** DOCUMENT EXCERPT **

----------------------------------------

OpenAI Real-Time API
Using jambonz to connect custom telephony to OpenAI’s Real-Time API
The jambonz application referenced in this article can be found here.
This is an example jambonz application that connect to the OpenAI Realtime API and illustrates how to build a Voice-AI application using jambonz and OpenAI.
Authentication
You must have an OpenAI API key that has access to the Realtime API. Specify it as an environment variable when starting the application.
Configuring the assistant
All of the configuration (in fact, all of the relevant code) can be found in this source file. This is the file you will want to edit as you play with this example.
You can see that application first answers the call, pauses one second, and the connects to the OpenAI Realtime API
using the jambonz llm
verb. We specify the vendor and model, and provide options specific to that
LLM (in this case gpt-4o-realtime-preview-2024-10-01) in the llmOptions
property.
In the case of the OpenAI Realtime API, configuration is provided in the form of the response_create and session_update client events that are sent to OpenAI. These specify the instructions to the assistant as well as things like vad and function calling options.
Function calling
The example illustrates how to implement client-side functions and provide them to the assistant.
In this example, we implement a simple “get weather” function using the freely-available APIs from
open-meteo.com. The function is described in the session_update client message,
and a toolHook
property for the llm verb defines the hook that will be called in the application when
the LLM wants the application to call a function. Finally, the session.sendToolOutput()
method is called
to send the results of the function call back to the LLM.

----------------------------------------

** PROVIDED MATERIAL **
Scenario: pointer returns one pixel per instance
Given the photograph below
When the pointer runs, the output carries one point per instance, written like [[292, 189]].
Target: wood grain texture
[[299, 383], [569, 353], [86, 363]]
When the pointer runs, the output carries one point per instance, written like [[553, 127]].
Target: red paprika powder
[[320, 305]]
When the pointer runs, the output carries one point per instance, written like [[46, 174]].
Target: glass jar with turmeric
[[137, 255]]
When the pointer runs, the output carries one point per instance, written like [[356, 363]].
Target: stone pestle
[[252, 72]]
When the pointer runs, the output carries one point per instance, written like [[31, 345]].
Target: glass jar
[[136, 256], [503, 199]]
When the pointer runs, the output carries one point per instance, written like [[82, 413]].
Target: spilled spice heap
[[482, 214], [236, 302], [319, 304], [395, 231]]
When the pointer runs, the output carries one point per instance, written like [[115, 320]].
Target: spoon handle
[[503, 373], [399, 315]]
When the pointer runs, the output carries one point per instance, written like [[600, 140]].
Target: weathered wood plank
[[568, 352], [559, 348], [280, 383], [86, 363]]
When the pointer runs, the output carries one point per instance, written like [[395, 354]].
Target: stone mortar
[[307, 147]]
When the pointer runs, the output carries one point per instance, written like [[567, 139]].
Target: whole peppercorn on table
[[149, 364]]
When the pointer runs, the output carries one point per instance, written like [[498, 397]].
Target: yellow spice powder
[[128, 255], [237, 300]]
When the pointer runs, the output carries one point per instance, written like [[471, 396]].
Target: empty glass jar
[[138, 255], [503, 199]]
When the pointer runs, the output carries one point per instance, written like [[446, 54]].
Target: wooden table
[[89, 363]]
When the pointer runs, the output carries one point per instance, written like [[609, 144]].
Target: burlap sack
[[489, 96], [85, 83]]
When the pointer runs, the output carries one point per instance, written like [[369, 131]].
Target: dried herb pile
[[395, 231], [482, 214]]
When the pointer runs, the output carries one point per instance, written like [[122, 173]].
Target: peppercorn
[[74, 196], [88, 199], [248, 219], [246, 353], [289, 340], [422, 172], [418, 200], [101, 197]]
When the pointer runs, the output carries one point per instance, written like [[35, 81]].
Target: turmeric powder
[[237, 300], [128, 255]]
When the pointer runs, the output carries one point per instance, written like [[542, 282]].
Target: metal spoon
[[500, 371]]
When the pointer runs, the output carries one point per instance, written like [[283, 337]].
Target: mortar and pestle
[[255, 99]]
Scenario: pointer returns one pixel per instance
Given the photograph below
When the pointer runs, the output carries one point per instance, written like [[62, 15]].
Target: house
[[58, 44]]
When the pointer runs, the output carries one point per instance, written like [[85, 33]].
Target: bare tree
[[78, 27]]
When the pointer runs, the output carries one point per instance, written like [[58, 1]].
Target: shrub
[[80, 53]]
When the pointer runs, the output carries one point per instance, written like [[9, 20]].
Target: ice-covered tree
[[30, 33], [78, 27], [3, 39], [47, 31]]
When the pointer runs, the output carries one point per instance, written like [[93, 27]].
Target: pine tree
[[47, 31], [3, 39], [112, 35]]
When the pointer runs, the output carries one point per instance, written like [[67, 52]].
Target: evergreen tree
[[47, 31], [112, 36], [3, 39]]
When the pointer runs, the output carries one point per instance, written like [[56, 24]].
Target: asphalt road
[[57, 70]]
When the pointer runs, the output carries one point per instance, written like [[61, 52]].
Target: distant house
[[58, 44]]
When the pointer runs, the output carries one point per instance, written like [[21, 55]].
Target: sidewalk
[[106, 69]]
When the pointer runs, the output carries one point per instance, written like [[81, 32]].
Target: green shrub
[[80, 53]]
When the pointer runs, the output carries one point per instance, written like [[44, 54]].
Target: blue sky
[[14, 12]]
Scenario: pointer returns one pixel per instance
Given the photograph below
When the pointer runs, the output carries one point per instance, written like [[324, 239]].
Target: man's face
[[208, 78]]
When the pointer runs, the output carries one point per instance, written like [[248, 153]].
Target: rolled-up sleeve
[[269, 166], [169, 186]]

----------------------------------------

** TASKS **
1) From the jambonz article, output the passage starting with "Authentication" and going on through "function calling options.".
2) Finish out the next part of the article on connecting jambonz to the OpenAI Realtime API, picking up after its last sentence.

** RESPONSES TO THE TASKS **
1)
Authentication
You must have an OpenAI API key that has access to the Realtime API. Specify it as an environment variable when starting the application.
Configuring the assistant
All of the configuration (in fact, all of the relevant code) can be found in this source file. This is the file you will want to edit as you play with this example.
You can see that application first answers the call, pauses one second, and the connects to the OpenAI Realtime API
using the jambonz llm
verb. We specify the vendor and model, and provide options specific to that
LLM (in this case gpt-4o-realtime-preview-2024-10-01) in the llmOptions
property.
In the case of the OpenAI Realtime API, configuration is provided in the form of the response_create and session_update client events that are sent to OpenAI. These specify the instructions to the assistant as well as things like vad and function calling options.

2)
Interrupting the assistant
When the user begins speaking over the assistant (i.e. “barge in”) jambonz sends a response.cancel client event to interrupt the assistant. Any queued audio that has been received from the assistant is flushed.
Events
There are 28 server events
that OpenAI sends, and your application can specify which it wants to receive.
(The only exception is the response.audio.delta
server event, because this contains actual audio content that jambonz itself processes).
You specify which events you want to receive in the events
property of the llm
verb,
and as you can see in the example you can use wildcards to include a whole class of server events
(e.g. “conversation.item.*“).
actionHook properties
Like many jambonz verbs, the llm
verb sends an actionHook with a final status when the verb completes.
The payload will include a completion_reason
property indicating why the llm session completed.
This property will be one of:
- normal conversation end
- connection failure
- disconnect from remote end
- server failure
- server error
In the case of an error an error_code
object is returned.
We use this, for example, in this sample application to detect if the user’s
OpenAI’s rate limits have been exceeded so as to notify them why the session is ending.